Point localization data
********************

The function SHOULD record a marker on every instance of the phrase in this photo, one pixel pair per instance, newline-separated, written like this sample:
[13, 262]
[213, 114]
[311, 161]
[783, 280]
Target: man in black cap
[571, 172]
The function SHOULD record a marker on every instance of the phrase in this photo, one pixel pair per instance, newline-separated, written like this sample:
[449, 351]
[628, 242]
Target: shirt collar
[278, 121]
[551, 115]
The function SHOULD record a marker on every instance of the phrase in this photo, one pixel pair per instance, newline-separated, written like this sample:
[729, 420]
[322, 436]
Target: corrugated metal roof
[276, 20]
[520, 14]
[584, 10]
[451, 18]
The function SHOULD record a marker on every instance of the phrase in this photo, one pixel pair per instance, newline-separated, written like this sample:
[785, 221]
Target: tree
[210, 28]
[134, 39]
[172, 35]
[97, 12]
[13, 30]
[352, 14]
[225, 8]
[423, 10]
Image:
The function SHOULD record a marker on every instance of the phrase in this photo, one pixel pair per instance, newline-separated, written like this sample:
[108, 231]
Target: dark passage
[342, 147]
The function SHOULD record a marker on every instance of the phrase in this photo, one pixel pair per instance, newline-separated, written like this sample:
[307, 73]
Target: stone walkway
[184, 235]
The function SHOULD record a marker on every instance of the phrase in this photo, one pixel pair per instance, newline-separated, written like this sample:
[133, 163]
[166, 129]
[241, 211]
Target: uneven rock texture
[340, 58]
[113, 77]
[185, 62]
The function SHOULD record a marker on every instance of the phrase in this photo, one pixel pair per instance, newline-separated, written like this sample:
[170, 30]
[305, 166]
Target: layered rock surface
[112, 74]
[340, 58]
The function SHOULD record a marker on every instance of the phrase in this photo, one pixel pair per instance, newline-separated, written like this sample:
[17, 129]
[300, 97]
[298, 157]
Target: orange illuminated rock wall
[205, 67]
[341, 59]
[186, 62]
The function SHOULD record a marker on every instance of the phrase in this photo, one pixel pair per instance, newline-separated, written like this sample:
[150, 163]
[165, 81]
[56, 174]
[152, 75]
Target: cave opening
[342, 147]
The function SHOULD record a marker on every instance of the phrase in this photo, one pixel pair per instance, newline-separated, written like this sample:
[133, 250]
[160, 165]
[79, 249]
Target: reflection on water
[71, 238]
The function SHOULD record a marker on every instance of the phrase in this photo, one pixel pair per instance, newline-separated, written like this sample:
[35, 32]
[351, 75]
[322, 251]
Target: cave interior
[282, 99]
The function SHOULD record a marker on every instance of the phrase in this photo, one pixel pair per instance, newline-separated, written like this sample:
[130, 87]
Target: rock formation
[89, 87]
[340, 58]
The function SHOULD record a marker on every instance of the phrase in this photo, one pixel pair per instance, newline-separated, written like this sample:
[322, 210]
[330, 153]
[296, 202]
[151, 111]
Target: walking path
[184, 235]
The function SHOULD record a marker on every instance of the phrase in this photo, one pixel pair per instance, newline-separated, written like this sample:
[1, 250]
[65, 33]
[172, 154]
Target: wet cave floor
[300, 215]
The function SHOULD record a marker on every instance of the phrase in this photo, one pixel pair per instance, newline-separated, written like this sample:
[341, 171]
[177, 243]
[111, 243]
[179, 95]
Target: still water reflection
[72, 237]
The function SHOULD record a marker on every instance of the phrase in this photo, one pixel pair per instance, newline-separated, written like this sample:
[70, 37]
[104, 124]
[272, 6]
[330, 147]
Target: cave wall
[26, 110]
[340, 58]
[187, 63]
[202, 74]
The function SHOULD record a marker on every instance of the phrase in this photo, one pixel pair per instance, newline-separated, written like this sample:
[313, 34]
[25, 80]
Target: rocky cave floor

********************

What the task requires | Copy each line of the data above exactly as it appears.

Output for this task |
The function SHOULD record a marker on every instance of the phrase in this photo, one pixel pair per instance, newline-separated, written like this sample:
[13, 262]
[213, 114]
[311, 161]
[783, 280]
Target: man in black cap
[571, 172]
The function SHOULD record a marker on every instance of the phrase in this photo, one pixel pair per instance, newline-separated, written like this sample:
[449, 351]
[628, 242]
Target: shirt collar
[278, 121]
[551, 115]
The function SHOULD record a marker on every instance of the phrase in this photo, one pixel pair per instance, newline-separated, written like this sample:
[729, 420]
[322, 436]
Target: corrugated metal roof
[276, 20]
[520, 14]
[584, 10]
[451, 18]
The function SHOULD record a marker on every instance of the phrase in this photo, one pixel pair per instance, newline-separated, written like this sample:
[785, 221]
Target: tree
[210, 28]
[134, 39]
[172, 35]
[97, 12]
[13, 30]
[352, 14]
[225, 8]
[423, 10]
Image:
The function SHOULD record a marker on every instance of the phrase in this photo, one pixel pair per instance, newline-separated, written like this sample:
[108, 231]
Target: dark passage
[342, 147]
The function SHOULD record a marker on every instance of the phrase in this photo, one pixel pair per instance, newline-separated, written like this sample:
[307, 73]
Target: stone walkway
[184, 235]
The function SHOULD record a marker on every instance of the phrase in this photo, one pixel pair per instance, newline-separated, written like this sample:
[133, 163]
[166, 129]
[241, 211]
Target: uneven rock texture
[340, 58]
[113, 77]
[185, 62]
The function SHOULD record a marker on every instance of the phrase in this photo, one pixel pair per instance, newline-separated, written like this sample:
[170, 30]
[305, 166]
Target: layered rock surface
[112, 74]
[340, 58]
The function SHOULD record a marker on every instance of the phrase in this photo, one pixel pair per instance, newline-separated, written like this sample:
[17, 129]
[300, 97]
[298, 157]
Target: orange illuminated rock wall
[205, 67]
[341, 59]
[186, 62]
The function SHOULD record a marker on every instance of the phrase in this photo, one pixel pair per instance, newline-separated, written like this sample:
[150, 163]
[165, 81]
[56, 174]
[152, 75]
Target: cave opening
[342, 147]
The function SHOULD record a marker on every instance of the phrase in this photo, one pixel pair per instance, newline-separated, written like this sample:
[133, 250]
[160, 165]
[79, 249]
Target: reflection on water
[71, 238]
The function SHOULD record a marker on every instance of the phrase in this photo, one pixel pair per instance, newline-separated, written like this sample:
[35, 32]
[351, 75]
[322, 251]
Target: cave interior
[282, 99]
The function SHOULD record a marker on every instance of the phrase in this photo, one pixel pair per instance, newline-separated, written like this sample:
[130, 87]
Target: rock formation
[89, 87]
[340, 58]
The function SHOULD record a marker on every instance of the phrase in this photo, one pixel pair per instance, newline-separated, written like this sample:
[322, 210]
[330, 153]
[296, 202]
[151, 111]
Target: walking path
[184, 235]
The function SHOULD record a marker on every instance of the phrase in this photo, one pixel pair per instance, newline-separated, written like this sample:
[1, 250]
[65, 33]
[172, 154]
Target: wet cave floor
[300, 215]
The function SHOULD record a marker on every instance of the phrase in this photo, one pixel pair per instance, newline-separated, written like this sample:
[341, 171]
[177, 243]
[111, 243]
[179, 95]
Target: still water reflection
[72, 237]
The function SHOULD record a marker on every instance of the phrase in this photo, one pixel pair per instance, newline-separated, written like this sample:
[70, 37]
[104, 124]
[272, 6]
[330, 147]
Target: cave wall
[26, 110]
[340, 58]
[187, 63]
[202, 74]
The function SHOULD record a marker on every instance of the phrase in this photo, one pixel pair per instance, newline-separated, written like this sample:
[313, 34]
[25, 80]
Target: rocky cave floor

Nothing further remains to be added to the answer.